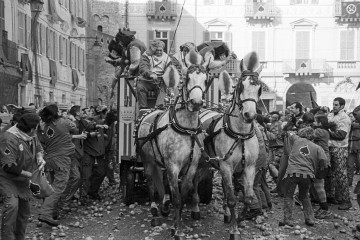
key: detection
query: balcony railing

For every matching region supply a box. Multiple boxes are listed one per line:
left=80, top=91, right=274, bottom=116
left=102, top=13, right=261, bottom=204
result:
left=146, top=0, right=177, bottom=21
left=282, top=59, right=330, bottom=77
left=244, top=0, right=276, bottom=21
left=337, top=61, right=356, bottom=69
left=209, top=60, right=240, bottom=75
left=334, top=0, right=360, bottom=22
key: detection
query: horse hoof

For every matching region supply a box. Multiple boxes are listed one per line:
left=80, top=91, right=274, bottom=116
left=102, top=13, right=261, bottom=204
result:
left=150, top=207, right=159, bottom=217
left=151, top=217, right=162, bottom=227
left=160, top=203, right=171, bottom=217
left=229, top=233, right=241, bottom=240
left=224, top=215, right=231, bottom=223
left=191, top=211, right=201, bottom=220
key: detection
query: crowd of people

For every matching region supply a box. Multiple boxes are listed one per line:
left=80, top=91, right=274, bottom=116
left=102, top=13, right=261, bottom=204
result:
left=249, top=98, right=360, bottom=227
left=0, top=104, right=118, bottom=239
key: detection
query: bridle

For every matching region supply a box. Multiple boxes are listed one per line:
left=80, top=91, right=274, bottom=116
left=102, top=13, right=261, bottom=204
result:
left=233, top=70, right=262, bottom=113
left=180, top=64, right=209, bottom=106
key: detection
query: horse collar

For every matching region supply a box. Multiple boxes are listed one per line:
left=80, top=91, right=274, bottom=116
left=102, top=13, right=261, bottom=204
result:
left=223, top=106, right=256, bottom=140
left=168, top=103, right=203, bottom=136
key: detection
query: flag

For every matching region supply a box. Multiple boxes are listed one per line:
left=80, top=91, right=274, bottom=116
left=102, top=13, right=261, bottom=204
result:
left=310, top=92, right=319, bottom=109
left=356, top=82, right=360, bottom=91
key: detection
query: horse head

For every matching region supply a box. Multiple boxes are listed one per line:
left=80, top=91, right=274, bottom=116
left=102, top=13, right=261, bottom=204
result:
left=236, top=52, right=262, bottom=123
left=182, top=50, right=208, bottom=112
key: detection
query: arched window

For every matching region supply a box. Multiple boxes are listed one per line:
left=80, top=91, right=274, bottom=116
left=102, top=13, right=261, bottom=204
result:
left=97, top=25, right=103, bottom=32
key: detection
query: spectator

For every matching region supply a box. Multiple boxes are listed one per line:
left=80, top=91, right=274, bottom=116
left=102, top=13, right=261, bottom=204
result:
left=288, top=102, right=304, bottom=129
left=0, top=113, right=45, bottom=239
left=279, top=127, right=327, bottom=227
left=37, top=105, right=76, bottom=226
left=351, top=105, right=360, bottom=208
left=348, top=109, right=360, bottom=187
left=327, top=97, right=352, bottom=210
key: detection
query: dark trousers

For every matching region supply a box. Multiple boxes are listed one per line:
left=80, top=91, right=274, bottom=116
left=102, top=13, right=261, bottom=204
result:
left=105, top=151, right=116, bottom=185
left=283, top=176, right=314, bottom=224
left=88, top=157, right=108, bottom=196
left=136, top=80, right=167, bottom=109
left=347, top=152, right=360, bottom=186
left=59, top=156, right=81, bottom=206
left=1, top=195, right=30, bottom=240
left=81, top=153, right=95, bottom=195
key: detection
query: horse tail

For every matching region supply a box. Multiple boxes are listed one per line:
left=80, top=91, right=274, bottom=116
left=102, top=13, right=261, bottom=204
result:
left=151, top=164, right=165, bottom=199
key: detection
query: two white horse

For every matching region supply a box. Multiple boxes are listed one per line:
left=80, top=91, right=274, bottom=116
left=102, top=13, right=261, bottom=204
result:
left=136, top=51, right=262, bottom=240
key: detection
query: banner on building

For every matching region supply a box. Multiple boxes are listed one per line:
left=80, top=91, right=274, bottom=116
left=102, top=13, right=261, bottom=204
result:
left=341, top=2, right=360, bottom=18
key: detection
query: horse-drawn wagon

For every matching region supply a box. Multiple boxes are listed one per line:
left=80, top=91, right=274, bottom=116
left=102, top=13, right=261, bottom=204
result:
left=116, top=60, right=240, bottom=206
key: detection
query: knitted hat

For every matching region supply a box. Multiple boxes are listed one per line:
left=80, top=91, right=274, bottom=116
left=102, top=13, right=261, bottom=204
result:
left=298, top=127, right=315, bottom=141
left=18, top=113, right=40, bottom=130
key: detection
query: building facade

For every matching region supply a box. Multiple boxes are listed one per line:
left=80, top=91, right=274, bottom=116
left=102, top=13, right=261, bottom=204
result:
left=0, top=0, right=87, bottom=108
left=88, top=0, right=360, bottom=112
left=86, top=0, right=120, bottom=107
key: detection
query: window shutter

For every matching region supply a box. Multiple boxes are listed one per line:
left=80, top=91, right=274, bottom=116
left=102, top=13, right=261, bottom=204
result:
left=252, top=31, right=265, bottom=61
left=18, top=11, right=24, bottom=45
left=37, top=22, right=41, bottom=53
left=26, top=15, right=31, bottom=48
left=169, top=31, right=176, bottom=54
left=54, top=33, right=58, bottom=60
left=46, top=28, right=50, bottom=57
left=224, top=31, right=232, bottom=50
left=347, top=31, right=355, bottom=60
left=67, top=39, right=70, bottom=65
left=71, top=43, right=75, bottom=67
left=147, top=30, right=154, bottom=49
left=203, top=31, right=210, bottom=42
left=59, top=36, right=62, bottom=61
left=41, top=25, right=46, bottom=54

┄┄┄┄┄┄┄┄┄┄

Without the pictures, transcribe the listing above exactly.

key: detection
query: balcony railing

For every matching region supply a box. Multiple boxes are listed one per line:
left=80, top=91, right=274, bottom=116
left=102, top=13, right=261, bottom=204
result:
left=146, top=0, right=177, bottom=21
left=282, top=59, right=330, bottom=77
left=244, top=0, right=276, bottom=21
left=337, top=61, right=356, bottom=69
left=209, top=60, right=240, bottom=75
left=334, top=0, right=360, bottom=22
key: detection
query: horse hoof

For every matching region supply a box. Multiple boxes are listed one per line:
left=80, top=91, right=274, bottom=116
left=102, top=13, right=261, bottom=204
result:
left=150, top=207, right=159, bottom=217
left=151, top=217, right=162, bottom=227
left=160, top=203, right=171, bottom=217
left=229, top=233, right=241, bottom=240
left=224, top=215, right=231, bottom=223
left=191, top=211, right=201, bottom=220
key: detection
query: crowd of people

For every matching region supply a box. Multiple boxes are listed one per line:
left=80, top=91, right=274, bottom=116
left=102, top=13, right=261, bottom=204
result:
left=249, top=98, right=360, bottom=227
left=0, top=104, right=118, bottom=239
key: detection
query: bridle

For every matching region supply a box. Multiple boxes are listed one per line:
left=80, top=91, right=274, bottom=116
left=102, top=13, right=261, bottom=204
result:
left=233, top=70, right=262, bottom=113
left=180, top=64, right=209, bottom=106
key: detection
query: horse collar

For every matching region supply a box. Multiple boxes are listed one per line:
left=80, top=91, right=274, bottom=116
left=102, top=13, right=261, bottom=204
result:
left=223, top=106, right=256, bottom=140
left=168, top=103, right=203, bottom=136
key: detection
query: flag

For every matching region supply a box. Multiple boxes are listed one per line:
left=80, top=91, right=274, bottom=116
left=102, top=13, right=261, bottom=204
result:
left=310, top=92, right=319, bottom=109
left=356, top=82, right=360, bottom=91
key: detection
query: horse head

For every matching region supply a box. Multiple boxes are listed one per line:
left=80, top=91, right=274, bottom=116
left=102, top=13, right=261, bottom=204
result:
left=236, top=52, right=262, bottom=123
left=182, top=50, right=208, bottom=112
key: detection
query: arched window

For every matching region supply a box. Multiple boxes are listed one per line:
left=80, top=91, right=274, bottom=116
left=102, top=13, right=261, bottom=204
result:
left=97, top=25, right=103, bottom=32
key: detection
query: spectator

For every matching region supply a box. Multiple boxes are listed one per line:
left=80, top=91, right=274, bottom=116
left=102, top=13, right=261, bottom=204
result:
left=288, top=102, right=304, bottom=129
left=0, top=113, right=45, bottom=239
left=279, top=127, right=327, bottom=227
left=37, top=105, right=76, bottom=226
left=351, top=105, right=360, bottom=208
left=348, top=109, right=360, bottom=187
left=327, top=97, right=352, bottom=210
key: detection
query: dark trousers

For every matching region supply a box. Multiple boxes are listed one per line:
left=80, top=91, right=274, bottom=116
left=102, top=13, right=261, bottom=204
result:
left=105, top=151, right=116, bottom=185
left=283, top=176, right=314, bottom=224
left=88, top=157, right=108, bottom=196
left=136, top=80, right=167, bottom=109
left=347, top=152, right=360, bottom=186
left=59, top=156, right=81, bottom=206
left=1, top=195, right=30, bottom=240
left=81, top=153, right=95, bottom=195
key: detection
query: horse tail

For every matching region supply a box. Multiple boxes are listed one per line:
left=80, top=91, right=274, bottom=116
left=102, top=13, right=261, bottom=204
result:
left=151, top=164, right=165, bottom=199
key: detection
query: two white horse

For every matching region supply a box. Multiple boxes are listed one per line:
left=80, top=91, right=274, bottom=116
left=102, top=13, right=261, bottom=204
result:
left=136, top=51, right=262, bottom=240
key: detection
query: banner on building

For every matching region supply a box. Multiple boxes are listed one per line:
left=80, top=91, right=274, bottom=116
left=102, top=13, right=261, bottom=204
result:
left=341, top=2, right=360, bottom=18
key: detection
query: horse-drawn wagon

For every matching region supply a box. Multiple boxes are listed one per line:
left=80, top=91, right=274, bottom=116
left=102, top=13, right=261, bottom=204
result:
left=116, top=60, right=240, bottom=206
key: detection
query: knitted hat

For every matching region supply a box. Multiple boxes are listed one per line:
left=80, top=91, right=274, bottom=116
left=102, top=13, right=261, bottom=204
result:
left=298, top=127, right=315, bottom=141
left=18, top=113, right=40, bottom=130
key: detection
query: building facade

For every matching region supply a box. Multiple boxes are listed one per line:
left=80, top=91, right=274, bottom=116
left=102, top=13, right=261, bottom=204
result:
left=0, top=0, right=87, bottom=108
left=88, top=0, right=360, bottom=112
left=86, top=0, right=120, bottom=107
key: detection
query: window shutter

For every matching region supply a box. Multiple boxes are listed one per line:
left=80, top=91, right=274, bottom=116
left=102, top=13, right=261, bottom=204
result:
left=252, top=31, right=265, bottom=61
left=18, top=11, right=24, bottom=45
left=37, top=22, right=41, bottom=53
left=26, top=15, right=31, bottom=48
left=169, top=31, right=176, bottom=54
left=54, top=33, right=58, bottom=60
left=46, top=28, right=50, bottom=57
left=224, top=31, right=232, bottom=50
left=347, top=31, right=355, bottom=60
left=67, top=39, right=70, bottom=65
left=71, top=43, right=75, bottom=67
left=147, top=30, right=154, bottom=49
left=203, top=31, right=210, bottom=42
left=59, top=36, right=62, bottom=61
left=41, top=25, right=46, bottom=54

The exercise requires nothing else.